§ **Task objective**: Please put the lines of the listing below, from the line with "Target: red sock trim" up to and including the line with "Target: wolverine's hind paw", into a Markdown table with the columns Row and Line, omitting blank lines. Give only those lines, and leave the pictures out of your answer.

§ **Supplied data**:
★ ★ ★
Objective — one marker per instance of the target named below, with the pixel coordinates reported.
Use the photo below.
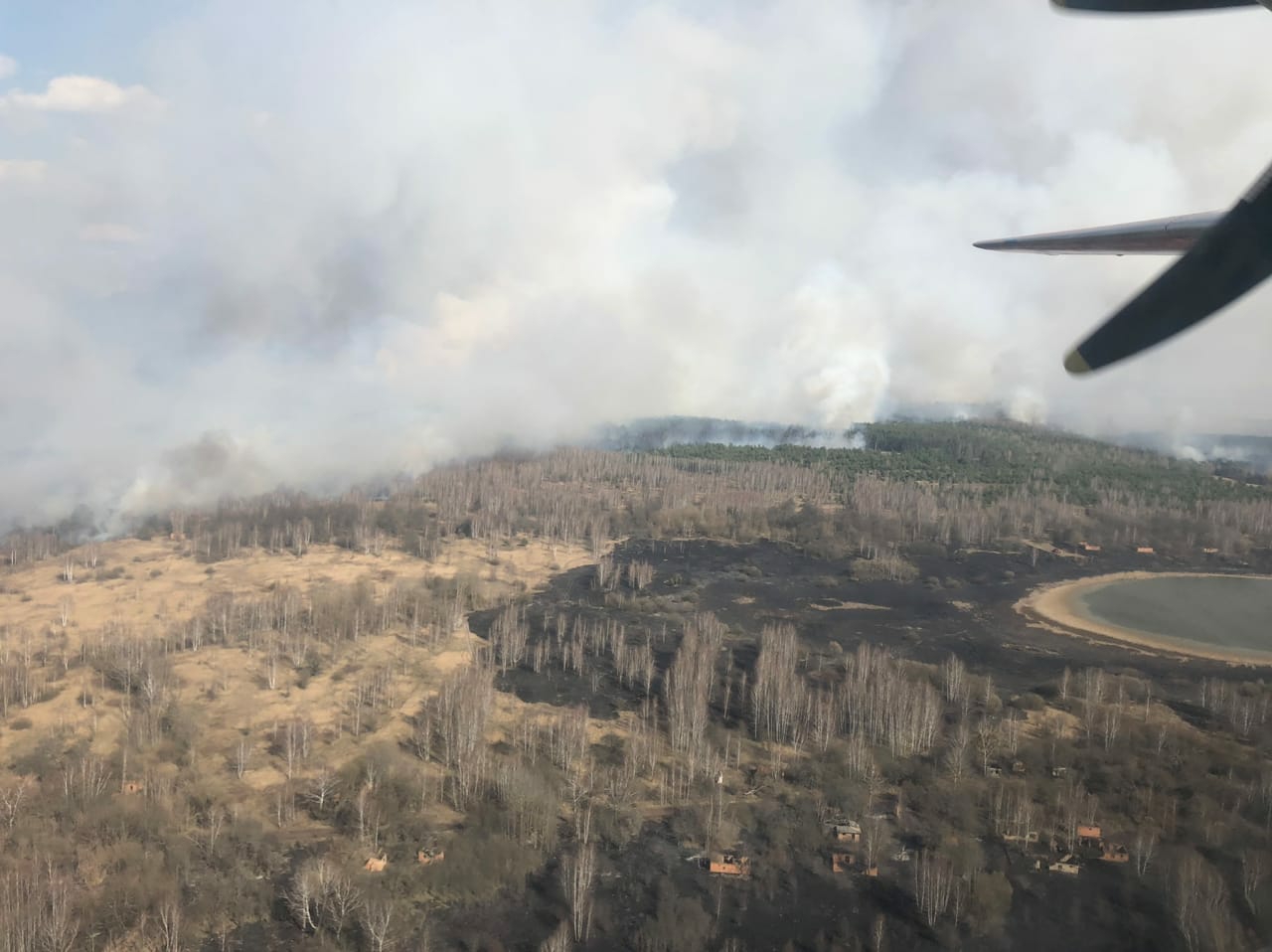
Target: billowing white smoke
★ ★ ★
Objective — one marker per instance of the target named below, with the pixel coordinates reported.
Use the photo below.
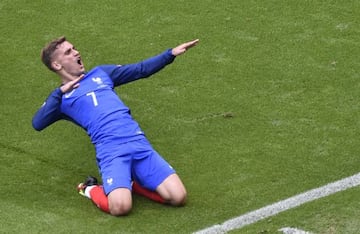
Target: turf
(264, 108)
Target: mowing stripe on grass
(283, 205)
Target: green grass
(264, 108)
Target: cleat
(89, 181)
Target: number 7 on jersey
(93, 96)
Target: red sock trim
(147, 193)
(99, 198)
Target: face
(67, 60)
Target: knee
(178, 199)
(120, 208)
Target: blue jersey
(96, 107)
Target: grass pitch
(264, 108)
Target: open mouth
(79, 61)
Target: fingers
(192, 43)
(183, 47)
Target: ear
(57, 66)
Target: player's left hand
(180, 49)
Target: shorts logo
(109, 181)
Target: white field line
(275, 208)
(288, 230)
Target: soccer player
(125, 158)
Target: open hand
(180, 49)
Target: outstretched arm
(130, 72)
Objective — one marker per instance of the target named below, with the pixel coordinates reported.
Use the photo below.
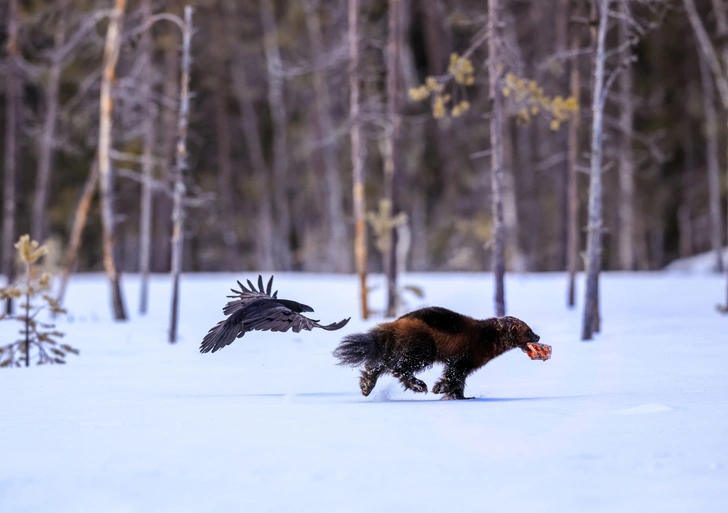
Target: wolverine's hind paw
★ ★ ★
§ **Complete answer**:
| Row | Line |
|---|---|
| 1 | Target: red sock trim |
| 2 | (147, 193) |
| 3 | (99, 198) |
| 4 | Target: face |
| 5 | (67, 60) |
| 6 | Target: knee |
| 7 | (178, 199) |
| 8 | (120, 208) |
| 9 | Target: blue jersey |
| 10 | (96, 107) |
| 11 | Target: grass pitch |
| 12 | (264, 108) |
| 13 | Target: open mouth |
| 14 | (79, 61) |
| 15 | Target: fingers |
| 16 | (192, 43) |
| 17 | (183, 47) |
| 18 | Target: ear |
| 19 | (57, 66) |
| 20 | Target: player's left hand |
| 21 | (180, 49) |
| 22 | Target: shorts logo |
| 23 | (109, 181) |
| 24 | Target: white field line |
| 25 | (275, 208) |
| 26 | (288, 230) |
| 27 | Target: soccer player |
| 28 | (125, 158) |
| 29 | Target: open hand |
| 30 | (180, 49) |
| 31 | Target: outstretched arm |
| 32 | (130, 72) |
| 33 | Objective — one marker per instance of the target named below, with the pixel coordinates reported. |
| 34 | Use the photo below. |
| 35 | Target: wolverine's hind paw |